> [Records shown]
######

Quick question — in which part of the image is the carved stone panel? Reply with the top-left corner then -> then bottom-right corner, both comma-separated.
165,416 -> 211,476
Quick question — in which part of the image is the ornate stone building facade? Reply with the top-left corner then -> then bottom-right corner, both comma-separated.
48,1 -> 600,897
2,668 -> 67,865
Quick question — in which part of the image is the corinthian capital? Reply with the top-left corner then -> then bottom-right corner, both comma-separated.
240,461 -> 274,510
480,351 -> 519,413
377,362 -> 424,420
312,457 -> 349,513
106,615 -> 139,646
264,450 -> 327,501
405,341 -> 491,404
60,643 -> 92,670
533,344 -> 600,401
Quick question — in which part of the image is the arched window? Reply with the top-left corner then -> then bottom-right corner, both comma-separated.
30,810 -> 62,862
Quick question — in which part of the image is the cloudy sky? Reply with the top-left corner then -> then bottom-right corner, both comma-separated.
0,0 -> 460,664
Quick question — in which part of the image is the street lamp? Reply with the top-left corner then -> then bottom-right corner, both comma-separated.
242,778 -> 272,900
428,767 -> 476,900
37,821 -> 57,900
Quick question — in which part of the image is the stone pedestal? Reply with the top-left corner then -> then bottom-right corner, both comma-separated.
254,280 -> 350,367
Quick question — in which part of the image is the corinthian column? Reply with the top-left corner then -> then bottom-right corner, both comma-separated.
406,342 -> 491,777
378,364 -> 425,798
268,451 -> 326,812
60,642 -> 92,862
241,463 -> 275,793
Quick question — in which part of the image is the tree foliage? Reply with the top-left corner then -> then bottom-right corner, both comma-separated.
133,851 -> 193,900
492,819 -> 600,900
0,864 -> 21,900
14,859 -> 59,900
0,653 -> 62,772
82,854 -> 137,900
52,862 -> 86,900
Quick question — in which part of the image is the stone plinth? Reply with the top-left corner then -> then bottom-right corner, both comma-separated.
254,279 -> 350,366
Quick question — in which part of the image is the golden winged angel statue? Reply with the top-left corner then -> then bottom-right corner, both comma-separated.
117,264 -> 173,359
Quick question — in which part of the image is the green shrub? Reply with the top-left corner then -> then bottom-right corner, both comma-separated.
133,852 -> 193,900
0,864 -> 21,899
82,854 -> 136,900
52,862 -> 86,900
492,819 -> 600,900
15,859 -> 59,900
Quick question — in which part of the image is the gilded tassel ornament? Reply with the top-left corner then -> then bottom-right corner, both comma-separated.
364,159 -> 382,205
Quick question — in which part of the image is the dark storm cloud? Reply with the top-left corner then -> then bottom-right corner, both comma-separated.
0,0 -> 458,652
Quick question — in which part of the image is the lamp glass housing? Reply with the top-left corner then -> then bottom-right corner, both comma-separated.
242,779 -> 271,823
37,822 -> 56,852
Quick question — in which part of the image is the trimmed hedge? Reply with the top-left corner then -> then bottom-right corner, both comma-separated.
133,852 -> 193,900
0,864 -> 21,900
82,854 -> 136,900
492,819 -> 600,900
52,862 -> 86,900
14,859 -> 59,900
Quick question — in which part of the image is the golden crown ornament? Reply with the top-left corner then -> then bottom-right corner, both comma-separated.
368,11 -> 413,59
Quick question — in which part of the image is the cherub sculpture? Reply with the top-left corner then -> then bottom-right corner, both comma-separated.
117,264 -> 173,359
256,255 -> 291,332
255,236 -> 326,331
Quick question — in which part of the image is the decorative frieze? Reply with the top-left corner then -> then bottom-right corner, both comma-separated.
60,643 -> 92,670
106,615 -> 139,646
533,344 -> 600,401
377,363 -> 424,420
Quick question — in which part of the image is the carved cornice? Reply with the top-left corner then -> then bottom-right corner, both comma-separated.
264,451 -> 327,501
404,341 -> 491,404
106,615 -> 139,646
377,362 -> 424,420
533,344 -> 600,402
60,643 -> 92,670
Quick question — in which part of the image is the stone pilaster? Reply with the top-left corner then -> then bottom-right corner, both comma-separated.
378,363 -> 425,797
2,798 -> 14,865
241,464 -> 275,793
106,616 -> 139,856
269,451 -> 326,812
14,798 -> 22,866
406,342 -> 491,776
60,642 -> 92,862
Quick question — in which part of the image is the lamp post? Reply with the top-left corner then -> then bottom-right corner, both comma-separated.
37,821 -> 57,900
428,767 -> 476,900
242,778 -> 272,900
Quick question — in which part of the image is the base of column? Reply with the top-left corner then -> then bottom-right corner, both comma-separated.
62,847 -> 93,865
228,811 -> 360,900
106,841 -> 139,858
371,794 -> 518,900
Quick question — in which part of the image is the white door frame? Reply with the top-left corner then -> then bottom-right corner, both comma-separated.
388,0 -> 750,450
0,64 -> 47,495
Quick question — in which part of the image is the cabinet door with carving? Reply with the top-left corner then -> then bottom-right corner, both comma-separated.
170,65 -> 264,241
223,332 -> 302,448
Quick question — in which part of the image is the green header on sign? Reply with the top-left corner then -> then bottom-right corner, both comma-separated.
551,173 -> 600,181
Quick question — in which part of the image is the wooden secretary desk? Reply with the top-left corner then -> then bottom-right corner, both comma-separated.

######

> [What you are asked to do]
Your task is to transcribe each record faithfully and in full.

> [Output for this exercise]
Quick question — in which part of the image is the carved stone panel? Reply with the top-left corner then -> then bottom-right corner, both comma-separated.
165,416 -> 211,476
Quick question — in which part of the image is the ornate stone building facade? Reply with the top-left corner then -> then bottom-right corner, both comma-separated.
48,1 -> 600,897
2,668 -> 67,865
Quick question — in which part of the image is the corinthian capital? Reply with the top-left corner then -> then bottom-right corner, both comma-separated.
240,461 -> 274,510
480,351 -> 519,413
377,362 -> 424,420
312,457 -> 349,513
106,615 -> 139,646
264,450 -> 327,501
405,341 -> 491,404
60,643 -> 92,670
533,344 -> 600,401
Quick question — in which part of the image is the arched window? Reply with the top-left corner then -> then bottom-right corner, both comma-separated.
30,810 -> 62,862
Quick question — in which part of the image is the cloudy sky? Reply with the top-left corner then -> then bottom-right corner, both comma-separated.
0,0 -> 460,664
Quick question — in which part of the image is the street lamp? Reply with the top-left corner then -> then bottom-right corner, both comma-separated.
242,778 -> 272,900
428,767 -> 476,900
37,821 -> 57,900
Quick question — in which part of the image is the stone pedestal? Reply with the top-left corner then -> then bottom-right corner, both comma-separated.
254,280 -> 350,367
Quick question — in which part of the image is the corinthian column? Reply with the top-left corner then -> then bottom-right corner, both comma-separated.
406,342 -> 491,777
378,364 -> 425,798
268,451 -> 326,812
60,642 -> 92,862
241,463 -> 275,793
Quick question — in which part of the image is the tree foliage? Reply with the top-left corner then -> then bottom-right corner, both comma-separated.
133,851 -> 193,900
492,819 -> 600,900
0,864 -> 21,900
14,859 -> 59,900
0,653 -> 62,772
82,854 -> 137,900
52,862 -> 86,900
Quick question — in which part of the image is the stone plinth? Reply with the top-left corner then -> then bottom-right corner, both comma-separated.
254,279 -> 350,366
Quick question — in which part of the image is the golden winged angel statue? Reply with the top-left corner then -> then bottom-right corner, both comma-separated.
117,264 -> 173,359
Quick question — in which part of the image is the green shrub? Reply with the top-left corner then -> then bottom-right corner, both comma-separated.
133,852 -> 193,900
0,864 -> 21,899
82,854 -> 136,900
52,862 -> 86,900
492,819 -> 600,900
15,859 -> 59,900
Quick question — in which part of the image is the gilded tassel ornament? Reply with the top-left corner then -> then bottom-right corner, both comma-separated.
364,159 -> 382,205
Quick question — in which part of the image is the dark storm cloud? Reply with the top-left corner then -> then bottom-right corner, both comma-separated.
0,0 -> 458,652
Quick question — in which part of the image is the lamp glass housing? Reply with the top-left corner then -> then bottom-right corner, both comma-separated.
242,779 -> 271,823
37,822 -> 56,852
Quick question — in which part of the image is the trimmed hedge? Reply with the top-left corner then -> then bottom-right corner, both comma-separated.
133,852 -> 193,900
0,864 -> 21,900
82,854 -> 136,900
492,819 -> 600,900
52,862 -> 86,900
14,859 -> 59,900
Quick question — in which part of the image is the golden crown ornament? Reply with the top-left corner then -> then bottom-right corner, both comma-separated.
368,11 -> 413,59
Quick question — in which part of the image is the cherub sculpture? Reply with the top-left corner then -> then bottom-right corner, both comma-separated.
117,264 -> 173,359
256,255 -> 291,332
255,236 -> 326,331
Quick question — in which part of the image is the decorative frieze? Reply with the top-left corner then -> then bottom-right corner, both comma-separated.
60,643 -> 92,670
106,615 -> 139,646
533,344 -> 600,401
377,363 -> 424,420
Quick question — in which part of the image is the carved cornice? Reply with the top-left corner then -> then bottom-right corner, both comma-separated.
264,451 -> 327,501
404,341 -> 491,404
106,615 -> 139,646
377,362 -> 424,420
533,344 -> 600,402
60,643 -> 92,670
Quick question — in which part of the image is the stone pilaster? Reply with the top-left corner then -> then bottom-right corner, both comma-separated.
378,363 -> 425,797
2,798 -> 14,865
241,464 -> 275,793
106,616 -> 139,856
269,451 -> 326,812
14,798 -> 22,866
406,342 -> 491,776
60,642 -> 92,862
Quick question — in which part of the image is the lamp post? Reply with the top-left corner then -> then bottom-right corner, both comma-separated.
37,821 -> 57,900
428,767 -> 476,900
242,778 -> 272,900
Quick question — in which part of the image is the base of column? Reply with the top-left corner then -> then bottom-right corner, both comma-separated.
62,847 -> 93,865
228,811 -> 360,900
106,841 -> 139,858
371,794 -> 518,900
Quick question — in which part of the image is the white door frame? Reply with the top-left corner then -> then bottom-right corner, both comma-separated.
388,0 -> 750,450
0,64 -> 47,495
Quick question — in which part of the image is the cabinet door with carving? Reply with the top-left corner then -> then bottom-right corner, both comma-separated.
170,65 -> 264,241
223,332 -> 302,448
Quick question — in which part of the image is the green header on sign? Reply with the top-left corner then -> then bottom-right corner, both comma-separated.
551,173 -> 600,181
Quick question — in which part of the image is the wooden secretary desk? Reply with the top-left corner then -> then bottom-right corner, both comma-separated.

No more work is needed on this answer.